> _Text block_
• • • • • • •

= David Rice (bishop) =

American bishop

David C. Rice is an American Anglican bishop and former Methodist minister. Since 2017, he has been bishop of the Episcopal Diocese of San Joaquin, Episcopal Church (United States): he had been its provisional bishop from 2014 to 2017. From 2008 to 2014, he was the 15th Bishop of Waiapu in the Anglican Church in Aotearoa, New Zealand and Polynesia. He was consecrated on 7 June 2008. He was previously Dean of Dunedin.

==Biography==
Born in Lexington, North Carolina, he was educated at Lenoir-Rhyne University and Duke University.

Initially a Methodist minister, he was received into the Anglican Church in 1998 and served at Mt Herbert parish before his appointment to the deanery.

• • • • • • •

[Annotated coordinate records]

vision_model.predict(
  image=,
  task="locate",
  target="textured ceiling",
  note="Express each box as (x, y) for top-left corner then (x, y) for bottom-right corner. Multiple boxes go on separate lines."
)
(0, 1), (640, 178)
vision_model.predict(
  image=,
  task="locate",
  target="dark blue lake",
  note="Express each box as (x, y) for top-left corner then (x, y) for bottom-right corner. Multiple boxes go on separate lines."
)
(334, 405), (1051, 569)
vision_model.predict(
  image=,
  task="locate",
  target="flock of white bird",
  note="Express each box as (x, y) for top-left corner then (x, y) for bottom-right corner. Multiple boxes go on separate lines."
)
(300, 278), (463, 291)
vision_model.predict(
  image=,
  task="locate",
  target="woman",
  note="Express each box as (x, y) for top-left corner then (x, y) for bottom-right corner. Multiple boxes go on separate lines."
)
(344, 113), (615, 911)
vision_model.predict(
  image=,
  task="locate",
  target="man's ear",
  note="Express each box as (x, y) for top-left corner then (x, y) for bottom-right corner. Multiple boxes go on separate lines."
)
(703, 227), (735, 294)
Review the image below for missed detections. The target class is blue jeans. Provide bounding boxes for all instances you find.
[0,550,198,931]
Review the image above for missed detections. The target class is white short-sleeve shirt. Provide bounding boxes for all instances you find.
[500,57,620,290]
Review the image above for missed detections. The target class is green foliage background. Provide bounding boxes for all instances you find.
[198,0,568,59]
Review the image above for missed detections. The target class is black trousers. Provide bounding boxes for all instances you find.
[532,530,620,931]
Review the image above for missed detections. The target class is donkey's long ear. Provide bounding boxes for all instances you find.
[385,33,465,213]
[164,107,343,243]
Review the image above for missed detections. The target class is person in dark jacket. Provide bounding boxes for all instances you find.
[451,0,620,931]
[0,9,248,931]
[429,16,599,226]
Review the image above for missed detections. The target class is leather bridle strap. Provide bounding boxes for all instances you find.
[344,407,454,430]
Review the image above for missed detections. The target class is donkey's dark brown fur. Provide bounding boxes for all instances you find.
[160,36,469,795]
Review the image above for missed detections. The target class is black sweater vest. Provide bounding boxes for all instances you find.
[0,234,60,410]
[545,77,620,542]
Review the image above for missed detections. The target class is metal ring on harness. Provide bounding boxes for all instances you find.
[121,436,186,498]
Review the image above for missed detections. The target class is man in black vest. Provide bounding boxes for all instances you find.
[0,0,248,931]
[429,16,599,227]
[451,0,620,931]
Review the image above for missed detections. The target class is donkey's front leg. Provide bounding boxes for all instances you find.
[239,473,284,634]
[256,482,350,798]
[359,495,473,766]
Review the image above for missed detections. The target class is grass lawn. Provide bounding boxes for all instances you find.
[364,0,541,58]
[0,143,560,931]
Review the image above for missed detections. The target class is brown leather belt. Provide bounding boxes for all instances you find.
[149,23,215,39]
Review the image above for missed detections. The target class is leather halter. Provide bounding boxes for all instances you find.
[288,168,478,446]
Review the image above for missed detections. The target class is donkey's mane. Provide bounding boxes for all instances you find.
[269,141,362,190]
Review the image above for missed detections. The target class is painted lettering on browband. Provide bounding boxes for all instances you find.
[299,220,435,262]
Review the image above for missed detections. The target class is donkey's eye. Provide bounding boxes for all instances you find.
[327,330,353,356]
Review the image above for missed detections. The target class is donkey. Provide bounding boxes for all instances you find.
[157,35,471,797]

• • • • • • •

> _Written instruction_
Can you retype the David Rice article in full, word for word? Rely only on the David Rice article.

> _Written response_
= David Rice (bishop) =

American bishop

David C. Rice is an American Anglican bishop and former Methodist minister. Since 2017, he has been bishop of the Episcopal Diocese of San Joaquin, Episcopal Church (United States): he had been its provisional bishop from 2014 to 2017. From 2008 to 2014, he was the 15th Bishop of Waiapu in the Anglican Church in Aotearoa, New Zealand and Polynesia. He was consecrated on 7 June 2008. He was previously Dean of Dunedin.

==Biography==
Born in Lexington, North Carolina, he was educated at Lenoir-Rhyne University and Duke University.

Initially a Methodist minister, he was received into the Anglican Church in 1998 and served at Mt Herbert parish before his appointment to the deanery.